**What you should do:**
Write out exactly the lines from the line that contains "Double-check for me: the river is" through the final line of the listing below, and no others.
--
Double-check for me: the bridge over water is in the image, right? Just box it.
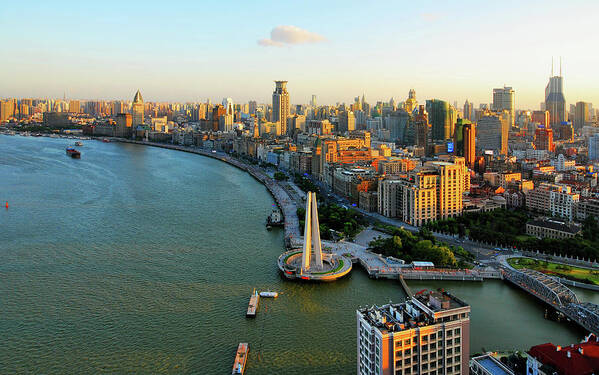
[504,268,599,335]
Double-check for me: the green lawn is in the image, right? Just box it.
[508,257,599,285]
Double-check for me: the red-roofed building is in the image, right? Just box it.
[527,335,599,375]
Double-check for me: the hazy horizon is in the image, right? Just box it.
[1,0,598,109]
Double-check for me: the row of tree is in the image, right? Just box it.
[424,209,599,261]
[368,226,463,267]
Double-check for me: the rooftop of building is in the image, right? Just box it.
[527,218,581,234]
[528,335,599,375]
[358,290,469,334]
[471,354,514,375]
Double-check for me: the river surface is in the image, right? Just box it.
[2,135,599,374]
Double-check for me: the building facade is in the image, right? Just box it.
[272,81,290,135]
[357,290,470,375]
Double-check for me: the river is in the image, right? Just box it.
[1,135,598,374]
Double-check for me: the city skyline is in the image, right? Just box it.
[1,1,598,107]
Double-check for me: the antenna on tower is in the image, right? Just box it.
[551,57,554,76]
[560,56,562,76]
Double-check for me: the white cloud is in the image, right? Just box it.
[258,25,325,47]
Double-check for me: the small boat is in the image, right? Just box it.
[266,210,284,229]
[75,141,83,146]
[232,343,249,374]
[259,291,278,298]
[66,147,81,159]
[102,138,110,143]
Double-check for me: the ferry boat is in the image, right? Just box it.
[266,209,284,229]
[75,141,83,146]
[66,147,81,159]
[259,291,278,298]
[232,343,249,374]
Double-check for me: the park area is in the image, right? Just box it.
[508,257,599,286]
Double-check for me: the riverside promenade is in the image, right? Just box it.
[116,140,302,246]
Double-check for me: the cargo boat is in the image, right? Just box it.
[66,147,81,158]
[231,343,249,374]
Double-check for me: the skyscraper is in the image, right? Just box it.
[426,99,451,141]
[310,94,317,107]
[477,114,509,155]
[545,60,566,127]
[222,97,234,116]
[404,89,417,113]
[272,81,290,135]
[492,86,515,126]
[453,118,476,168]
[534,128,555,152]
[131,89,144,126]
[574,101,590,130]
[463,100,472,121]
[338,110,356,133]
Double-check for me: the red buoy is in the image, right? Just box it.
--
**Output:**
Double-check for me: the river is in the image, right? Just box it.
[1,135,598,374]
Double-check for me: the city skyline is in the image, right? Just box it.
[1,1,598,107]
Double-check for me: the antenna on tower is in the image, right? Just box it.
[551,57,554,76]
[560,56,562,76]
Double-check for me: the white cloud is in the image, right? Just box it.
[258,25,325,47]
Double-check for me: the small boat is in the image, right? Just box it.
[266,210,284,229]
[75,141,83,146]
[232,343,249,374]
[259,291,278,298]
[66,147,81,159]
[102,138,110,143]
Double-check for me: the ferry boat is in the image, right? Just box it.
[266,209,284,229]
[75,141,83,146]
[66,147,81,159]
[259,291,278,298]
[232,343,249,374]
Double-check for me: the park area is in the image, right? Just box it.
[508,257,599,286]
Double-check for me: the riverside promenade is in the image, right? Just box it.
[116,140,302,246]
Double-check for me: the cargo boat is in the image, right? Just box it.
[66,147,81,158]
[231,343,249,374]
Double-check for me: the skyscraper is in the image, right? Just box it.
[426,99,451,141]
[310,94,317,107]
[477,114,509,155]
[545,60,566,127]
[222,97,234,116]
[404,89,417,113]
[272,81,290,135]
[492,86,515,126]
[453,118,476,168]
[534,128,555,152]
[131,89,144,126]
[574,101,590,130]
[463,100,472,121]
[338,110,356,133]
Double-check for me: the red buoy is in the image, right? Just box it.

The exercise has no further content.